• [REQUIRED ACTION]: Could you reproduce the Boy Scout memoir below word for word, from start to finish?

EXCERPT TO READ START

Sunday, October 29, 2017
I think it was probably mid-'50s when I learned that flying the American flag upside down was a code for trouble, nation in distress. Boy scouts lore again. We also learned to march in close formation, and to savor Army surplus gear. The Army had a more practical canteen than the Scouts model, which operated more like a purse on a long strap. I had an Army canteen on camping trips to the mountains, and to the piney woods around Fort Bragg. But I also had a dad who often said I should "read between the lines," and so when he accompanied me to movies like Flying Leathernecks and Sabre Jet, the exciting air battles were tempered in my ten-year-old brain. Good thing I still think. I still managed to shoot a neighbor kid in the ankle with a .22 one Sunday afternoon when I was supposed to be at the movies--this was when I was older, probably 8th Grade. But I at least had the rifle pointed at the ground like my Dad always taught me when I accidentally discharged it, and the kid, Ed Marr was his name, went on to serve with honor in the 82nd Airborne, which meant that he could land a jump ok. He healed up in other words, and didn't decide to kill me!
But we learned a lot more than President Trump learned apparently, and thank god we didn't learn enough about living a cunning life to turn into what Trump also seems to be. There's certainly no question but that Trump learned, very long ago, that one need not ever "tell the truth." I always knew pretty well when I was lying. So did the rest of Troop 3 I think. Maybe we didn't really understand, in a way that involves real empathy, what those bullet holes that appeared in the airman's leg during the dogfight in Leathernecks actually meant. But we knew something. Maybe enough to start seeing through Vietnam, although I'll certainly give plenty of credit to Martin Luther King, Jr., who came some after the Boy Scouts in my education.

EXCERPT TO READ END
INFORMATION PROVIDED START

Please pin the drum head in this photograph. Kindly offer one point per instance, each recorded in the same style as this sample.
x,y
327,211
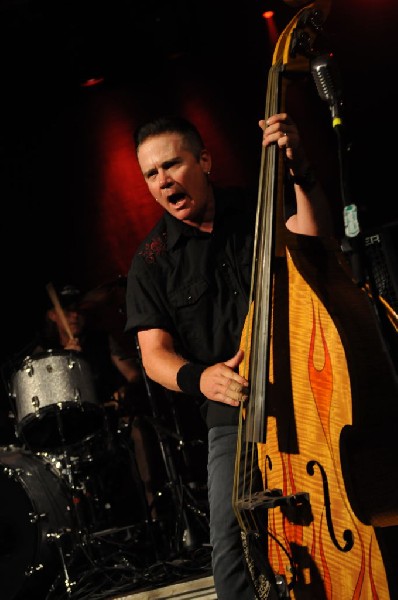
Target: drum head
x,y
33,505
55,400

INFORMATION PROVIDED END
INFORMATION PROVIDED START

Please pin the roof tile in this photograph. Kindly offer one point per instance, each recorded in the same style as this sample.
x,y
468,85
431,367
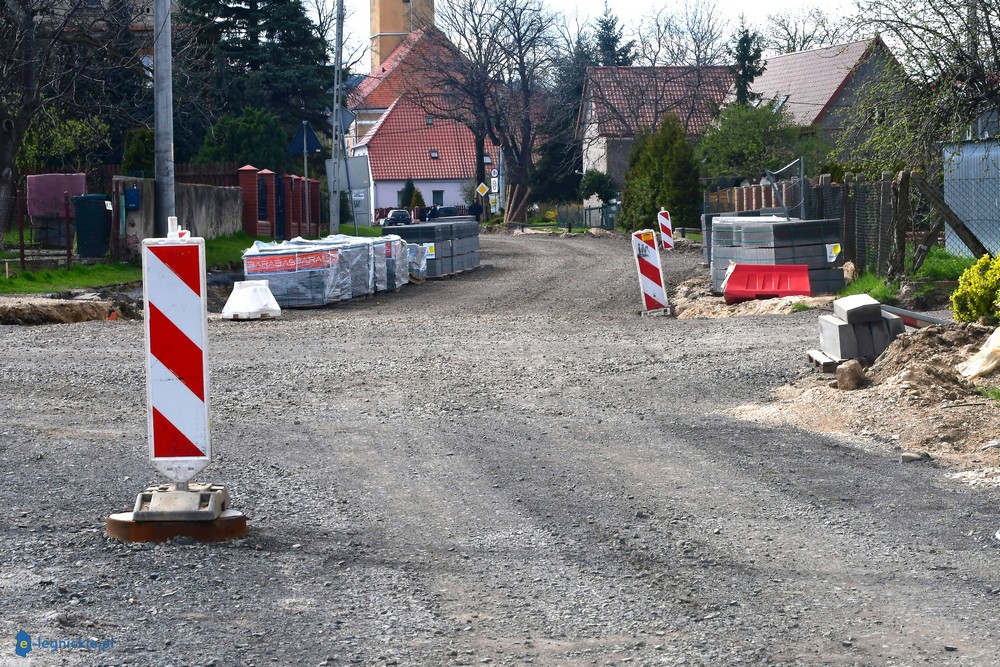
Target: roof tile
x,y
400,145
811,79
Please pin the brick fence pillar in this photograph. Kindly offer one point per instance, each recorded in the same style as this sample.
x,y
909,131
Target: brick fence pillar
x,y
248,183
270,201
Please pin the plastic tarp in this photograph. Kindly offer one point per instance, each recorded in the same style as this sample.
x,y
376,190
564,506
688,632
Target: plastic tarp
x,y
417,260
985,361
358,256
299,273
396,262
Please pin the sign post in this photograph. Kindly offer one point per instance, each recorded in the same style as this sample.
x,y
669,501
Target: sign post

INFORMATION PROVIDED END

• [PROBLEM SOLUTION]:
Sunday, October 29, 2017
I think it was probably mid-'50s when I learned that flying the American flag upside down was a code for trouble, nation in distress. Boy scouts lore again. We also learned to march in close formation, and to savor Army surplus gear. The Army had a more practical canteen than the Scouts model, which operated more like a purse on a long strap. I had an Army canteen on camping trips to the mountains, and to the piney woods around Fort Bragg. But I also had a dad who often said I should "read between the lines," and so when he accompanied me to movies like Flying Leathernecks and Sabre Jet, the exciting air battles were tempered in my ten-year-old brain. Good thing I still think. I still managed to shoot a neighbor kid in the ankle with a .22 one Sunday afternoon when I was supposed to be at the movies--this was when I was older, probably 8th Grade. But I at least had the rifle pointed at the ground like my Dad always taught me when I accidentally discharged it, and the kid, Ed Marr was his name, went on to serve with honor in the 82nd Airborne, which meant that he could land a jump ok. He healed up in other words, and didn't decide to kill me!
But we learned a lot more than President Trump learned apparently, and thank god we didn't learn enough about living a cunning life to turn into what Trump also seems to be. There's certainly no question but that Trump learned, very long ago, that one need not ever "tell the truth." I always knew pretty well when I was lying. So did the rest of Troop 3 I think. Maybe we didn't really understand, in a way that involves real empathy, what those bullet holes that appeared in the airman's leg during the dogfight in Leathernecks actually meant. But we knew something. Maybe enough to start seeing through Vietnam, although I'll certainly give plenty of credit to Martin Luther King, Jr., who came some after the Boy Scouts in my education.